### Given task
Rewrite the material below as a numbered list, one line per item, skipping blank lines and leaving out the pictures.

Rows from a box-labeling dataset
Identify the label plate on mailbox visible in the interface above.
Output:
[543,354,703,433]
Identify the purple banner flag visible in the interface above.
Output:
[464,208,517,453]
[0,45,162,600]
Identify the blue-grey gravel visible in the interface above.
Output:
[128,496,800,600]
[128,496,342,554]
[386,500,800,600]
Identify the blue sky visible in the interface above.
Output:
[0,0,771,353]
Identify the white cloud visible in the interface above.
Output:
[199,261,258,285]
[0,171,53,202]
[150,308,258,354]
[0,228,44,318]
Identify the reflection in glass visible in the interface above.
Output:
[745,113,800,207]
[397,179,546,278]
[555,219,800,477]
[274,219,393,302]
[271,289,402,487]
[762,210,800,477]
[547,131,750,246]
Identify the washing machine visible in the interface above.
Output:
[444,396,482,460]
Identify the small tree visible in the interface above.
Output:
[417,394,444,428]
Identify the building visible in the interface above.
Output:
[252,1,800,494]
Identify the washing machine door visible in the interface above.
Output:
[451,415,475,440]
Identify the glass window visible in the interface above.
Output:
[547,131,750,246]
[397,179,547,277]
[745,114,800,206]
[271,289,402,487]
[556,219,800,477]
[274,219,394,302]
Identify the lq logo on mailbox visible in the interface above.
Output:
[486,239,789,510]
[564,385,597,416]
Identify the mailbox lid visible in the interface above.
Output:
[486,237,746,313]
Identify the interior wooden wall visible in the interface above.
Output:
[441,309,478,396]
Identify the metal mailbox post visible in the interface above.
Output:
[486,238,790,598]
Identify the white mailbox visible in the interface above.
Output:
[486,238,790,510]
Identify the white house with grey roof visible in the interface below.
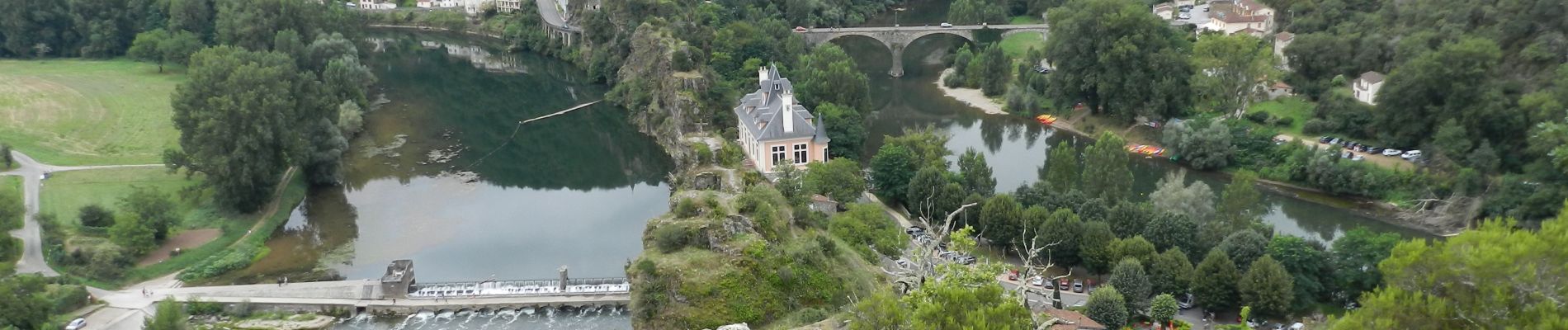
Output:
[735,66,828,173]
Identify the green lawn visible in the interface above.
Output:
[0,59,185,166]
[38,167,201,230]
[1002,33,1046,58]
[1007,16,1046,23]
[1248,97,1315,136]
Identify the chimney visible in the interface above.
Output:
[779,91,795,133]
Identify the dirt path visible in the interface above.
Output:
[136,229,223,267]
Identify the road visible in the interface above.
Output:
[0,150,163,277]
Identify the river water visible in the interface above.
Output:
[232,12,1416,330]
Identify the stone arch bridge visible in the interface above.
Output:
[798,23,1051,77]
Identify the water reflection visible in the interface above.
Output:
[223,33,673,297]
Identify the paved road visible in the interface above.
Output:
[0,150,163,277]
[802,23,1051,33]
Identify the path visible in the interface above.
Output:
[0,150,163,277]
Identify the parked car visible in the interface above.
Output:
[66,318,87,330]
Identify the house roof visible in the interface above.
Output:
[734,66,828,143]
[1361,70,1383,82]
[1046,308,1106,330]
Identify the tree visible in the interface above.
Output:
[1333,213,1568,328]
[1150,171,1214,219]
[958,148,996,196]
[1040,139,1079,192]
[125,28,204,72]
[1218,230,1268,269]
[1162,119,1235,171]
[143,297,187,330]
[806,158,866,202]
[947,0,1007,25]
[1084,285,1129,328]
[1216,169,1267,233]
[980,194,1024,248]
[0,274,54,328]
[1375,37,1505,145]
[1106,258,1151,313]
[828,203,906,257]
[1192,248,1242,311]
[165,47,315,211]
[1268,234,1334,309]
[1239,255,1295,316]
[1148,248,1193,294]
[108,213,158,255]
[792,44,871,111]
[77,203,115,229]
[1143,213,1198,255]
[1079,220,1117,274]
[904,166,965,219]
[119,187,181,241]
[817,101,866,159]
[1110,236,1157,262]
[1037,208,1084,264]
[1329,227,1399,299]
[1192,33,1282,114]
[1150,294,1181,323]
[1046,0,1193,119]
[1077,131,1132,202]
[871,144,920,202]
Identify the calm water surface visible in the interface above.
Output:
[230,35,673,328]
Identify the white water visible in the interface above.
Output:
[333,308,632,330]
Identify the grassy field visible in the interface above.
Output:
[0,59,185,166]
[1248,97,1314,136]
[1002,33,1046,58]
[38,167,201,229]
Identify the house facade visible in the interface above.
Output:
[1202,0,1275,37]
[735,66,828,173]
[1350,70,1385,105]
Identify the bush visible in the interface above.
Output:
[654,224,693,253]
[1301,117,1336,134]
[77,203,115,229]
[1247,111,1272,124]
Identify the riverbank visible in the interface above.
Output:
[936,68,1008,114]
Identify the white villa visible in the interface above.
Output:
[735,66,828,173]
[1202,0,1275,37]
[1350,70,1383,105]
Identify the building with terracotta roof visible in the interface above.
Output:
[1350,70,1385,105]
[735,66,829,173]
[1202,0,1275,37]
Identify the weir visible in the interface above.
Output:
[158,260,632,314]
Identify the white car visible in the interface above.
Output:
[66,318,87,330]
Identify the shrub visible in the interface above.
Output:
[1247,111,1272,124]
[1301,117,1336,134]
[654,224,692,253]
[77,203,115,229]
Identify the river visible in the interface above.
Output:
[834,0,1429,243]
[220,33,674,328]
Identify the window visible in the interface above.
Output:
[773,145,784,166]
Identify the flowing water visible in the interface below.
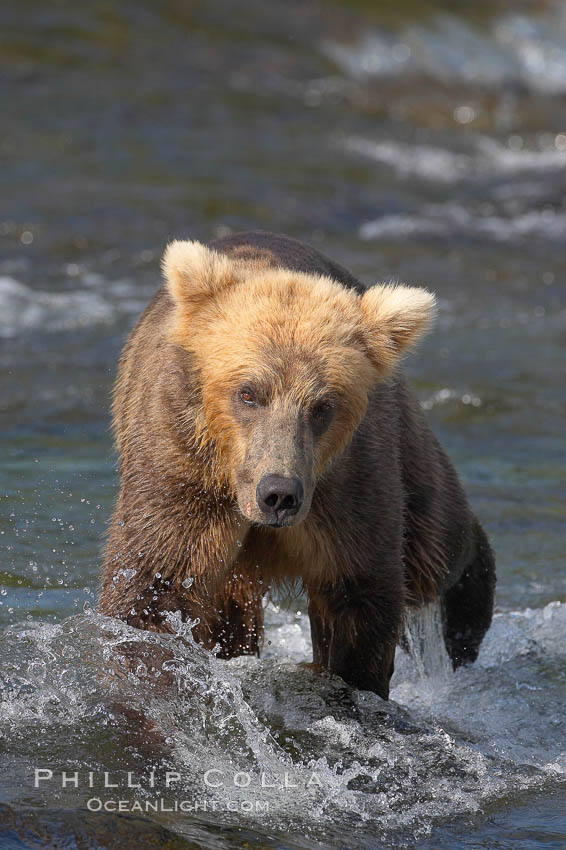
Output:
[0,0,566,850]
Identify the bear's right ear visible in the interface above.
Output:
[161,241,236,313]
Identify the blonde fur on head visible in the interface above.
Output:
[161,240,235,310]
[360,284,436,369]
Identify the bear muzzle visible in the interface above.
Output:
[256,474,305,528]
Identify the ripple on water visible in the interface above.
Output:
[0,603,566,837]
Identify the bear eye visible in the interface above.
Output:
[312,401,333,421]
[240,387,257,407]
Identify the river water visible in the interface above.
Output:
[0,0,566,850]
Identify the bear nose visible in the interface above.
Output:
[256,475,304,521]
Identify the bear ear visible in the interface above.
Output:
[360,284,436,372]
[161,241,236,310]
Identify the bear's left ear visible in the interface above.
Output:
[360,284,436,372]
[161,241,236,312]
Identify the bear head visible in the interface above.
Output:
[163,241,435,527]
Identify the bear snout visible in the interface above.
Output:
[256,474,304,526]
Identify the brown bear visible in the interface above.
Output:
[100,227,495,698]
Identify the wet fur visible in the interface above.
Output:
[100,233,495,697]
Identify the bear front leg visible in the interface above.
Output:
[442,520,495,669]
[309,580,403,699]
[99,484,255,655]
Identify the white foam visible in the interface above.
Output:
[345,136,566,183]
[322,4,566,94]
[0,603,566,836]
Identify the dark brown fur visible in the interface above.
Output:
[100,233,495,698]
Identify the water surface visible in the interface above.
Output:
[0,0,566,848]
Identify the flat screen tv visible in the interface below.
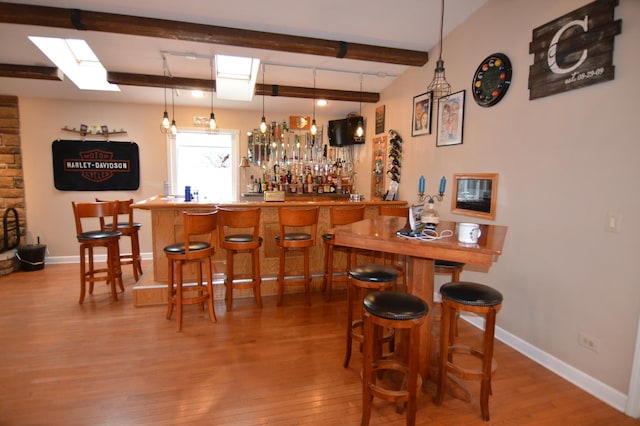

### Final result
1. Identify the label plate on mailbox visible in the interface above.
2. Output:
3. [543,354,703,433]
4. Identify the purple banner flag visible in the interface above.
5. Output:
6. [464,208,517,453]
7. [0,45,162,600]
8. Identify the blue-grey gravel visible in the interface above.
9. Output:
10. [128,496,800,600]
11. [128,496,342,554]
12. [386,500,800,600]
13. Identify the blue sky visible in the interface above.
14. Output:
15. [0,0,771,353]
16. Identify the white cloud visible in the interface above.
17. Output:
18. [199,261,258,285]
19. [0,171,53,202]
20. [150,308,258,354]
21. [0,228,44,318]
22. Identify the reflection in glass visible in the interface above.
23. Output:
24. [745,113,800,207]
25. [397,179,546,278]
26. [555,219,800,477]
27. [274,219,393,302]
28. [271,289,402,487]
29. [762,210,800,477]
30. [547,131,750,246]
31. Identify the washing machine visible in the interface above.
32. Output:
33. [444,396,482,460]
34. Identify the small tree visible in the interface above.
35. Output:
36. [417,394,444,428]
37. Identify the building visible in the interface above.
38. Output:
39. [252,1,800,494]
40. Identify the washing machine door visible in the interface above.
41. Output:
42. [451,415,475,440]
43. Identify the glass window visible in the interface above.
44. Output:
45. [547,131,750,246]
46. [397,179,547,277]
47. [745,114,800,206]
48. [271,289,402,487]
49. [556,219,800,477]
50. [274,219,394,302]
51. Identify the lq logo on mailbox visible in the interface above.
52. Output:
53. [486,239,789,510]
54. [564,385,597,416]
55. Identify the mailbox lid visible in the interface above.
56. Output:
57. [486,237,746,313]
58. Identify the interior wooden wall visible in the interface above.
59. Output:
60. [441,309,478,396]
61. Identify the metal mailbox post visible in the interface above.
62. Output:
63. [486,238,790,598]
64. Identify the white mailbox visible in the interface above.
65. Output:
66. [486,238,790,510]
67. Identify the white house with grey roof visible in the interface below.
68. Output:
69. [735,66,828,173]
70. Identify the green lawn visible in the interface above.
71. Output:
72. [0,59,185,166]
73. [38,167,201,230]
74. [1002,33,1046,58]
75. [1007,16,1046,23]
76. [1248,97,1315,136]
77. Identify the chimney visible in the interface above.
78. Output:
79. [779,91,795,133]
80. Identify the dirt path visible in the interface above.
81. Output:
82. [136,229,223,267]
83. Identify the road visible in the interface above.
84. Output:
85. [0,150,163,277]
86. Identify the river water visible in the interface above.
87. Output:
88. [232,12,1416,330]
89. Identify the stone arch bridge visible in the interface above.
90. Output:
91. [798,23,1051,77]
92. Identify the water reflection visible in the interface above.
93. Output:
94. [223,33,673,297]
95. Identify the paved road visible in the interface above.
96. Output:
97. [0,150,163,277]
98. [802,23,1051,33]
99. Identify the path visible in the interface above.
100. Output:
101. [0,150,163,277]
102. Identify the parked car visible in the interface above.
103. Output:
104. [66,318,87,330]
105. Identify the house roof visible in the interface above.
106. Output:
107. [734,66,828,143]
108. [1361,70,1383,82]
109. [1046,308,1106,330]
110. Identify the tree visible in the interface above.
111. Output:
112. [1333,213,1568,328]
113. [1150,171,1214,219]
114. [958,148,996,196]
115. [1040,139,1079,192]
116. [125,28,204,72]
117. [1218,230,1268,269]
118. [1162,119,1235,171]
119. [143,297,187,330]
120. [806,158,866,202]
121. [947,0,1007,25]
122. [1084,285,1129,328]
123. [1216,169,1267,233]
124. [980,194,1024,248]
125. [0,274,54,328]
126. [1375,37,1505,145]
127. [1106,258,1151,313]
128. [828,203,906,257]
129. [1192,248,1242,311]
130. [165,47,315,211]
131. [1268,234,1334,309]
132. [1239,255,1295,316]
133. [1148,248,1193,294]
134. [108,213,158,255]
135. [792,44,871,111]
136. [77,203,115,229]
137. [1143,213,1198,255]
138. [1079,220,1117,274]
139. [904,166,965,219]
140. [119,187,181,241]
141. [817,101,866,159]
142. [1110,236,1157,262]
143. [1037,208,1084,264]
144. [1329,227,1399,299]
145. [1192,33,1282,114]
146. [1150,294,1181,323]
147. [1046,0,1193,119]
148. [1077,131,1132,202]
149. [871,144,920,202]
150. Identify the calm water surface visible in the interface above.
151. Output:
152. [230,35,673,328]
153. Identify the white water visible in the interface above.
154. Output:
155. [333,308,632,330]
156. Identify the grassy field visible in the interface above.
157. Output:
158. [0,59,185,166]
159. [1248,97,1314,136]
160. [1002,33,1046,58]
161. [38,167,201,229]
162. Identify the house facade visible in the interface above.
163. Output:
164. [1202,0,1275,37]
165. [735,66,828,173]
166. [1350,70,1385,105]
167. Identify the bush visible in the interface above.
168. Output:
169. [654,224,693,253]
170. [1301,117,1336,134]
171. [77,203,115,229]
172. [1247,111,1272,124]
173. Identify the riverbank visible in the interface above.
174. Output:
175. [936,68,1008,114]
176. Identify the white villa visible in the interface above.
177. Output:
178. [735,66,828,173]
179. [1202,0,1275,37]
180. [1350,70,1383,105]
181. Identify the building with terracotta roof visible in the interface above.
182. Output:
183. [1350,70,1385,105]
184. [735,66,829,173]
185. [1202,0,1275,37]
186. Identify the weir visible in the interface above.
187. Output:
188. [158,260,632,314]
189. Identify the white car visible in the interface above.
190. Output:
191. [66,318,87,330]
192. Identify the shrub visible in the interface above.
193. Output:
194. [1247,111,1272,124]
195. [1301,117,1336,134]
196. [654,224,692,253]
197. [77,203,115,229]
198. Identify the river visible in the interface above.
199. Output:
200. [834,0,1429,243]
201. [220,33,674,328]
202. Identify the window visible in the interface above.
203. Output:
204. [773,145,784,166]
205. Identify the flowing water visible in the interface below.
206. Output:
207. [0,0,566,850]
208. Identify the bear's right ear visible in the interface above.
209. Output:
210. [161,241,236,313]
211. Identify the blonde fur on head visible in the interface above.
212. Output:
213. [161,240,235,310]
214. [360,284,436,369]
215. Identify the bear muzzle visible in the interface above.
216. Output:
217. [256,474,305,528]
218. Identify the ripple on water visible in the interface above.
219. Output:
220. [0,603,566,837]
221. Identify the bear eye visible in the interface above.
222. Output:
223. [312,401,333,421]
224. [240,387,257,407]
225. Identify the river water visible in the interface above.
226. Output:
227. [0,0,566,850]
228. Identify the bear nose visible in the interface above.
229. Output:
230. [256,475,304,521]
231. Identify the bear ear visible in the interface above.
232. Output:
233. [360,284,436,372]
234. [161,241,236,310]
235. Identify the bear's left ear visible in the interface above.
236. Output:
237. [360,284,436,372]
238. [161,241,236,312]
239. Identify the bear head visible in the interface above.
240. Output:
241. [163,241,435,527]
242. Identify the bear snout visible in the interface above.
243. Output:
244. [256,474,304,526]
245. Identify the brown bear visible in the interface above.
246. Output:
247. [100,227,495,698]
248. Identify the wet fur visible in the interface above.
249. Output:
250. [100,233,495,697]
251. Identify the bear front leg visible in the interface above.
252. Output:
253. [442,520,495,669]
254. [309,580,403,699]
255. [99,484,255,655]
256. Identify the white foam visible in the interface above.
257. Output:
258. [345,136,566,183]
259. [322,4,566,94]
260. [0,603,566,836]
261. Identify the dark brown fur visible in the interface above.
262. Output:
263. [100,233,495,698]
264. Identify the water surface visible in the interface above.
265. Output:
266. [0,0,566,848]
267. Identify the flat screen tv visible in the interface below.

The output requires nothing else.